Rewrite every line of the listing below as a JSON list of strings, one string per line, skipping blank lines. Leave the pictures out of the answer.
··· Records shown ···
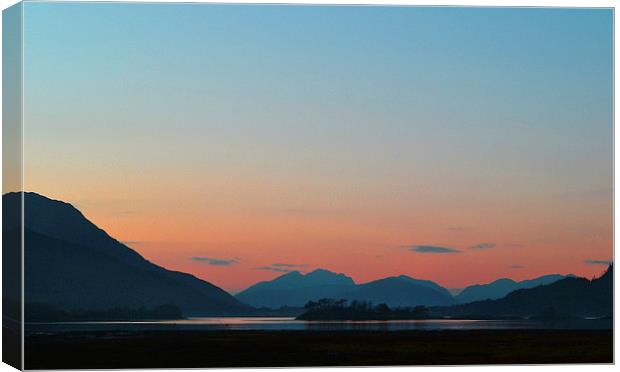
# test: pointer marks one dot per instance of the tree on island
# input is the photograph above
(332, 309)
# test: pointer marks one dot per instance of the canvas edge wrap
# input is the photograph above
(12, 181)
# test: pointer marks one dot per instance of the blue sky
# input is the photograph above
(397, 114)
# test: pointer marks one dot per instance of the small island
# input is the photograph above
(332, 309)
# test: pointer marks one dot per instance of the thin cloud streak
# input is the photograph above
(432, 249)
(216, 261)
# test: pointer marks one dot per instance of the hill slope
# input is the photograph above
(567, 297)
(296, 289)
(501, 288)
(71, 264)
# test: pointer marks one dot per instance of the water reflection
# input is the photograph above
(280, 323)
···
Solved exercise:
[
  "# test: pointer marks one dot per instance of the tree on island",
  "# input is the photograph above",
  "(332, 309)",
  "# test: pointer marks one dot per instance of the canvas edge wrap",
  "# input is the photograph above",
  "(12, 181)",
  "# test: pointer marks one dot per instance of the blue sky",
  "# input is the photograph above",
  "(397, 114)",
  "# test: pointer marks one dot per instance of the small island",
  "# input is the photograph above",
  "(332, 309)",
  "# test: pointer marks one dot per instance of the thin cloud streak",
  "# input is the photograph above",
  "(432, 249)",
  "(216, 261)",
  "# test: pointer marks one dot per instance of the hill slope",
  "# input is the photograph above",
  "(567, 297)",
  "(296, 289)",
  "(501, 288)",
  "(71, 264)",
  "# test: pointer marks one dot per instance of the water reflection",
  "# input is the photograph above",
  "(280, 323)"
]